===== Provided entries

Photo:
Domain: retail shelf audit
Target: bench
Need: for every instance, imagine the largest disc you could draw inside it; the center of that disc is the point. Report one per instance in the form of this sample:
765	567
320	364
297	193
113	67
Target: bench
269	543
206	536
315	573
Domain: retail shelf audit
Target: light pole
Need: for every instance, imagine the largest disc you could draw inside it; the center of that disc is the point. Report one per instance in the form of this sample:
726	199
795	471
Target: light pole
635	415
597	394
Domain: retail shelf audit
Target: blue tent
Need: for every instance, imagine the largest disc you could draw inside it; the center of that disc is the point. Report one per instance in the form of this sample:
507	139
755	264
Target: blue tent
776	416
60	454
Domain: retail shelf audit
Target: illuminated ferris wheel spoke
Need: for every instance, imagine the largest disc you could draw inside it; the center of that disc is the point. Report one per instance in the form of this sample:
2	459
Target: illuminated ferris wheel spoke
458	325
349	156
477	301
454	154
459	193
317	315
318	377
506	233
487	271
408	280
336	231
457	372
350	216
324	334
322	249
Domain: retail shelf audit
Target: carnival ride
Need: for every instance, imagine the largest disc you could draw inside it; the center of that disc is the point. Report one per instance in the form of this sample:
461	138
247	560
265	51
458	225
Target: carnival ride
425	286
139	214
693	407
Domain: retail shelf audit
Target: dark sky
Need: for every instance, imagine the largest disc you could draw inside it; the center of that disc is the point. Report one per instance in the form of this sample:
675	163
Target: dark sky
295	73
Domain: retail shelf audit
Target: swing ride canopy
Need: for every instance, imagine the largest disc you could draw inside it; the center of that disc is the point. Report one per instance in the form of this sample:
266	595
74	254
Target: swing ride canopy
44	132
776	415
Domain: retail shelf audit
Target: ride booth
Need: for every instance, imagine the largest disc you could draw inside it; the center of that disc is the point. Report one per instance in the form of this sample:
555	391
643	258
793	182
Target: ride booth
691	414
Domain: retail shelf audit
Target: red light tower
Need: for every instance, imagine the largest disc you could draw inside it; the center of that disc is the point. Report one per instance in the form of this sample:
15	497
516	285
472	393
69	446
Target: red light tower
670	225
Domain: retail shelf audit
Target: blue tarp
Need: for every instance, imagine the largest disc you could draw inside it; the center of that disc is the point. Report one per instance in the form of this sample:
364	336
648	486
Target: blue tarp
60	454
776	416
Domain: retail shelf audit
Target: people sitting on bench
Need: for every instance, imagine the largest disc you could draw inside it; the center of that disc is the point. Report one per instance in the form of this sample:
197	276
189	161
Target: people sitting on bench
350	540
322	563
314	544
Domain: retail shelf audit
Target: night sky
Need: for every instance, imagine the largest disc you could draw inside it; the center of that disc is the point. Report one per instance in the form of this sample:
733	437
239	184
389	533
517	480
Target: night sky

==========

● **Task to carry out**: Copy out the full listing so that each line matches exactly.

● **Answer**:
Photo:
Domain: retail shelf audit
Target: bench
Need: for every instance, imagine the largest disc you could draw inside it; the center of that disc is the point. Report one per instance in the form of this sample:
765	567
320	364
297	193
113	67
Target: bench
269	543
206	536
315	573
Domain: retail shelf audit
Target: light pole
Need: for every instance, imagine the largest disc you could draw inside it; the center of that disc is the point. Report one per instance in the form of this sample:
726	199
795	471
Target: light pole
635	415
597	394
Domain: retail shelf audit
Target: blue tent
Need: for every instance, imagine the largest disc you could draw inside it; the center of that disc is the point. Report one per instance in the form of this sample:
507	139
755	264
Target: blue tent
776	416
60	454
Domain: retail shelf audit
Target: illuminated ferris wheel spoke
Need: for every instance, imagine the largest disc you could draw inside it; the center of that disc is the point. Report one per instance in the form of this sample:
2	459
Target: illuminated ferris wheel spoke
458	325
349	156
477	301
454	154
459	193
317	315
318	377
506	233
487	271
408	280
336	231
457	372
350	216
324	334
322	249
Domain: retail shelf audit
Target: carnival ride
Need: for every instance, imagine the largest disc you could draw inside it; the center of that disc is the point. Report one per instance in the form of this sample:
461	138
247	560
265	51
458	225
Target: carnival ride
425	286
139	214
693	407
Domain: retail shelf audit
Target: dark sky
Need: for every instance, imagine the largest disc you could draw inside it; the center of that disc is the point. Report one per instance in the form of this sample:
675	163
Target: dark sky
295	73
Domain: retail shelf audit
Target: swing ride canopy
Need: for every instance, imagine the largest disc you could draw inside it; the center of that disc is the point. Report one per instance in the form of this sample:
266	595
74	254
Target: swing ride canopy
44	132
776	415
Domain: retail shelf audit
Target: ride booth
Need: for every instance, imagine the largest disc you could draw inside it; the center of that disc is the point. Report one per instance in the form of this sample:
555	391
643	258
793	182
Target: ride booth
691	414
Domain: retail shelf audit
Target: red light tower
Need: for every instance, imagine the largest disc you could draw inside it; the center of that disc is the point. Report one per instance in the form of this sample:
15	497
516	285
472	393
69	446
Target: red light tower
670	225
Domain: retail shelf audit
Target: blue tarp
Need: for every instance, imagine the largest disc you could draw inside it; the center of that disc is the point. Report one per instance in the form of this sample:
364	336
648	486
Target: blue tarp
60	454
776	416
Domain: retail shelf audit
Target: people sitting on bench
Need: for every instance, imagine the largest disc you could draw inside it; the center of that disc is the point. Report one per instance in the form of this sample:
197	276
189	161
Target: people sitting on bench
350	540
322	563
314	544
Domain: retail shelf audit
Target: night sky
Need: for every instance, imagine the largest disc you could draw inside it; the center of that disc is the point. Report one per instance in the form of this sample:
733	437
239	184
389	533
517	480
Target: night sky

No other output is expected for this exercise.